> [Work instruction]: Top to bottom, give the entries again exactly as written.

> [Entries taken from a collection]:
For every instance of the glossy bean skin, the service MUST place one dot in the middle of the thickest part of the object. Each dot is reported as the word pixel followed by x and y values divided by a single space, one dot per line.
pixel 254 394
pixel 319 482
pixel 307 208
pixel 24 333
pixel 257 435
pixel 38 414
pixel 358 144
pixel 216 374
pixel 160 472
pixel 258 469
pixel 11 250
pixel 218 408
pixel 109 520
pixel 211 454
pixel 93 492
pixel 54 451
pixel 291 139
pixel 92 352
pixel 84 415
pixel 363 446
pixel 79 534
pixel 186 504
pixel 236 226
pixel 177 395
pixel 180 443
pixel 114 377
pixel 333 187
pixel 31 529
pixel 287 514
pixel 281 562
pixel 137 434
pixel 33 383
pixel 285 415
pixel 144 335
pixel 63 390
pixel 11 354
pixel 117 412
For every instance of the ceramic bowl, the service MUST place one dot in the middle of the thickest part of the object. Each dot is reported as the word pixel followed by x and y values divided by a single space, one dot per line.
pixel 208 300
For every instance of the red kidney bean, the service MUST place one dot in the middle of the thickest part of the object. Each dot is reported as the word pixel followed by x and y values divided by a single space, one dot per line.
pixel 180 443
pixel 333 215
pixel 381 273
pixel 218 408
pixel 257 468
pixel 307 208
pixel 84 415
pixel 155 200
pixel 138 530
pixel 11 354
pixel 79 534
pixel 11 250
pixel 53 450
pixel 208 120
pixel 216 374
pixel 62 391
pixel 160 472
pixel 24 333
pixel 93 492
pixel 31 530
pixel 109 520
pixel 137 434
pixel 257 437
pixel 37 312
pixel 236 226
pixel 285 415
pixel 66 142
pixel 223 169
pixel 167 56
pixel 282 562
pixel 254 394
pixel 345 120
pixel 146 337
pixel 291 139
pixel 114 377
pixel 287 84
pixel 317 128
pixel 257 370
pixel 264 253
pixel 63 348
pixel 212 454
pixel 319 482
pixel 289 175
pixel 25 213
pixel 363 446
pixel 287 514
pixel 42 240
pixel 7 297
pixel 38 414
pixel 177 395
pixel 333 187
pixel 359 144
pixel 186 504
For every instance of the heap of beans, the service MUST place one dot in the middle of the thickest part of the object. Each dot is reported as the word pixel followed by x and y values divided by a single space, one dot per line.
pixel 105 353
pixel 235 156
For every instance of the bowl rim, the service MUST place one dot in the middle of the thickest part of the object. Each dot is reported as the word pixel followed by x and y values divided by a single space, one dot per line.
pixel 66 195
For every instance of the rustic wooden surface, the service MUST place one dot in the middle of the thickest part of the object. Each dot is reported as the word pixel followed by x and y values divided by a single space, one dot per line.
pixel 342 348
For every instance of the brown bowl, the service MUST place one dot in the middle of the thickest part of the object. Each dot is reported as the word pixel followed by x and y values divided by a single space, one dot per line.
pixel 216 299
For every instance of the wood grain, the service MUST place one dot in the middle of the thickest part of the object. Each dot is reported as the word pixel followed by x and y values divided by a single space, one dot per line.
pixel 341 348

> [Problem solution]:
For every instance of the glossy bean skin, the service MUST place one dot in the middle of the thickest part of the object. Each dot is reported as the word pixel followed by x and y values divided by a single space, one dot per line.
pixel 254 394
pixel 319 482
pixel 307 208
pixel 24 333
pixel 257 435
pixel 38 414
pixel 358 144
pixel 216 374
pixel 160 472
pixel 258 469
pixel 11 250
pixel 218 408
pixel 109 520
pixel 211 454
pixel 93 492
pixel 54 451
pixel 291 139
pixel 92 352
pixel 84 415
pixel 363 446
pixel 79 534
pixel 186 504
pixel 236 226
pixel 177 395
pixel 180 443
pixel 114 377
pixel 333 187
pixel 31 529
pixel 287 514
pixel 281 562
pixel 137 434
pixel 33 383
pixel 285 415
pixel 144 335
pixel 63 390
pixel 11 354
pixel 117 412
For every instance of the ceramic bowl, the service MUST place one dot in the middle of the thickest part of the object. Each dot is reported as the word pixel followed by x and y values divided by a single space, one dot per line.
pixel 208 300
For every instance of the red kidney bean, the service MUST place one dot in the middle of the thickest part of the object. Each dot is reported as the word pixel followed by x and y values divided by a single space, one dot per line.
pixel 180 443
pixel 333 215
pixel 381 273
pixel 218 408
pixel 257 468
pixel 307 208
pixel 84 415
pixel 155 200
pixel 138 530
pixel 11 354
pixel 79 534
pixel 11 250
pixel 53 450
pixel 208 120
pixel 216 374
pixel 62 391
pixel 160 472
pixel 24 333
pixel 93 492
pixel 31 530
pixel 109 520
pixel 137 434
pixel 257 437
pixel 37 312
pixel 236 226
pixel 285 415
pixel 66 142
pixel 223 169
pixel 167 56
pixel 282 562
pixel 254 394
pixel 345 120
pixel 146 337
pixel 291 139
pixel 114 377
pixel 287 84
pixel 317 128
pixel 257 370
pixel 264 253
pixel 63 348
pixel 212 454
pixel 319 482
pixel 289 175
pixel 25 213
pixel 363 446
pixel 287 514
pixel 42 240
pixel 7 297
pixel 38 414
pixel 177 395
pixel 333 187
pixel 359 144
pixel 186 504
For every instance of the heap of beans, the service MUST place one dot in the middle of the thickest part of the object. Each dot is reported as the word pixel followed by x and y values divided by a single space, one dot per line.
pixel 105 353
pixel 235 156
For every instance of the bowl rim, the service MUST place one dot in the middle of the thickest part of the object. Each dot is reported as the word pixel followed by x and y values divided by a single space, one dot per line.
pixel 66 195
For every instance of the rustic wooden surface, the service MUST place one dot in the middle of the thickest part of the object. Each dot is reported as the word pixel followed by x and y values divided by a single space, one dot per line.
pixel 342 348
For every instance of the brown bowl, the service MUST place one dot in the middle of the thickest part of the object. Each dot is reported as the word pixel followed by x and y values divided by a single space, one dot per line.
pixel 216 299
For every instance of the wood grain, the service MUST place one dot in the middle of the thickest part of the object. Each dot is reported as the word pixel followed by x and y values divided by a single space, one dot per line.
pixel 341 348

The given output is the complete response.